Texte du Métropolite Hiérotheos de Naupacte, dont la version anglaise a été publiée le 05 janvier 2017 sur le site de la Métropole de Naupacte et Saint Blaise. Il s’agit du texte d’une conférence donnée par Despotes Hiérotheos le 9 avril 1989, second dimanche du Grand Carême, à des étudiants de l’Université d’Athènes. Compte tenu de la longueur du texte, la traduction est proposée en trois parties.
L’éducation est un sujet fréquemment abordé, de nos jours. Un problème réside en ce que nous avons de ce thème une vision tout à fait déformée. Nous entendons bien des propos qui sont pour le moins non-orthodoxes. Nous ne pensons pas ici aux humanistes, ceux qui ont une éducation humaniste fondée essentiellement sur l’intellect et le rationalisme, mais bien aux Chrétiens qui assimilent l’éducation centrée sur l’homme à l’éducation chrétienne. Assimiler ces deux sagesses, ces deux types de connaissance, les mettre sur un pied d’égalité, est une position hérétique, qui fut dénoncée par tous les Saints Pères.

* **Consignes de l'exercice**
a) Recopiez fidèlement le passage du texte compris entre "L’éducation est un" et "les Saints Pères.", ces deux segments inclus.
b) D'après le texte, à quelle date la conférence a-t-elle été donnée ?

[Extraits d'un jeu de données de pointage]
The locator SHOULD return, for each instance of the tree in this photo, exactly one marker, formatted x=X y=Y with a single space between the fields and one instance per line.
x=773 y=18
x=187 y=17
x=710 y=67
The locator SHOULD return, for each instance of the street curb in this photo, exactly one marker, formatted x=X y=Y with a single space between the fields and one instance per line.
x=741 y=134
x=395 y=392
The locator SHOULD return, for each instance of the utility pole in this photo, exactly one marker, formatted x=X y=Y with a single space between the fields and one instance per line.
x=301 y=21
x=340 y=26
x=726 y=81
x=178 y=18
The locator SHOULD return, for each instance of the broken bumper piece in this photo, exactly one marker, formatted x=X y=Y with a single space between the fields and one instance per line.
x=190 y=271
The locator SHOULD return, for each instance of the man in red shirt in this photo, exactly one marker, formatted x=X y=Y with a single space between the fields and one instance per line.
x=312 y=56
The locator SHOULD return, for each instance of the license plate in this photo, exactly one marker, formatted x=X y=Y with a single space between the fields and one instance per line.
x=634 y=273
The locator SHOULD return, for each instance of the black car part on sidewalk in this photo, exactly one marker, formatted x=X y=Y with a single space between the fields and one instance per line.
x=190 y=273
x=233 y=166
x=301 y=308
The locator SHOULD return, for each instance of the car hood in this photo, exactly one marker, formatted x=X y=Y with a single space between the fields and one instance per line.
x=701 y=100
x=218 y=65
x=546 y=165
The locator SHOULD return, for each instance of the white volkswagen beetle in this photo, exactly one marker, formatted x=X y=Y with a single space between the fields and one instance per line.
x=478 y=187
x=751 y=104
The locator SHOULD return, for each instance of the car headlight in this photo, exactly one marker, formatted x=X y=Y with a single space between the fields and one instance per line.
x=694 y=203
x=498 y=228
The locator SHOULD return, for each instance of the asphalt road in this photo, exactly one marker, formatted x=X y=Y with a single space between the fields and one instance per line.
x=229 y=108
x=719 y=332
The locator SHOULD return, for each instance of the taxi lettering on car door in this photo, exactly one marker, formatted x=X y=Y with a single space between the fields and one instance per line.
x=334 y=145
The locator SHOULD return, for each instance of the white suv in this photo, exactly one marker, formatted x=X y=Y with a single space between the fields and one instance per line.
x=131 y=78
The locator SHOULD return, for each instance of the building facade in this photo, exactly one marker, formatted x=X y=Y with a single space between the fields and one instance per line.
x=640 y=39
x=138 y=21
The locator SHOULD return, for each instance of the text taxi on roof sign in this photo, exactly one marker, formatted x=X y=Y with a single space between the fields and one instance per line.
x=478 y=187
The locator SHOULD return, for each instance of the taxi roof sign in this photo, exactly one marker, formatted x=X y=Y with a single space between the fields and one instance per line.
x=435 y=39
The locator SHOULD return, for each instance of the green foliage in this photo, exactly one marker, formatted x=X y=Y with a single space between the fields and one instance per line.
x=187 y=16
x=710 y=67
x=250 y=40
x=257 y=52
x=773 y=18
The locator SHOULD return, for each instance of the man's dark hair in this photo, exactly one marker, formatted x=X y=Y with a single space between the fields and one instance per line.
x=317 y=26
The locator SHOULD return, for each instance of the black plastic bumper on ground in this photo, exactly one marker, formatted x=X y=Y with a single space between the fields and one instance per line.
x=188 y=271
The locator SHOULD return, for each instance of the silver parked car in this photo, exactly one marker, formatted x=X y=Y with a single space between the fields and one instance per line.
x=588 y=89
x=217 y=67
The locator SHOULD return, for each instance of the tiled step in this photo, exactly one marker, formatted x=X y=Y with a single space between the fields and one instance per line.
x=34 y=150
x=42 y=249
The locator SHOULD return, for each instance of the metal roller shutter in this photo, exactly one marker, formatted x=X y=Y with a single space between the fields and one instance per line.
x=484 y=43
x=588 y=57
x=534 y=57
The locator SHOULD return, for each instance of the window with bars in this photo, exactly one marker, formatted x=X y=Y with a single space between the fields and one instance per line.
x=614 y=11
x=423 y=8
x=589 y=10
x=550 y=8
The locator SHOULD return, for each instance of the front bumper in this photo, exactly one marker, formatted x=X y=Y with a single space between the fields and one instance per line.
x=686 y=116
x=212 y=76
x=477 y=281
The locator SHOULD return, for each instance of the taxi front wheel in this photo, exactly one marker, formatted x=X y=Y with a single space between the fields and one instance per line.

* **Résultats définitifs**
a)
L’éducation est un sujet fréquemment abordé, de nos jours. Un problème réside en ce que nous avons de ce thème une vision tout à fait déformée. Nous entendons bien des propos qui sont pour le moins non-orthodoxes. Nous ne pensons pas ici aux humanistes, ceux qui ont une éducation humaniste fondée essentiellement sur l’intellect et le rationalisme, mais bien aux Chrétiens qui assimilent l’éducation centrée sur l’homme à l’éducation chrétienne. Assimiler ces deux sagesses, ces deux types de connaissance, les mettre sur un pied d’égalité, est une position hérétique, qui fut dénoncée par tous les Saints Pères.

b) Le 9 avril 1989, second dimanche du Grand Carême.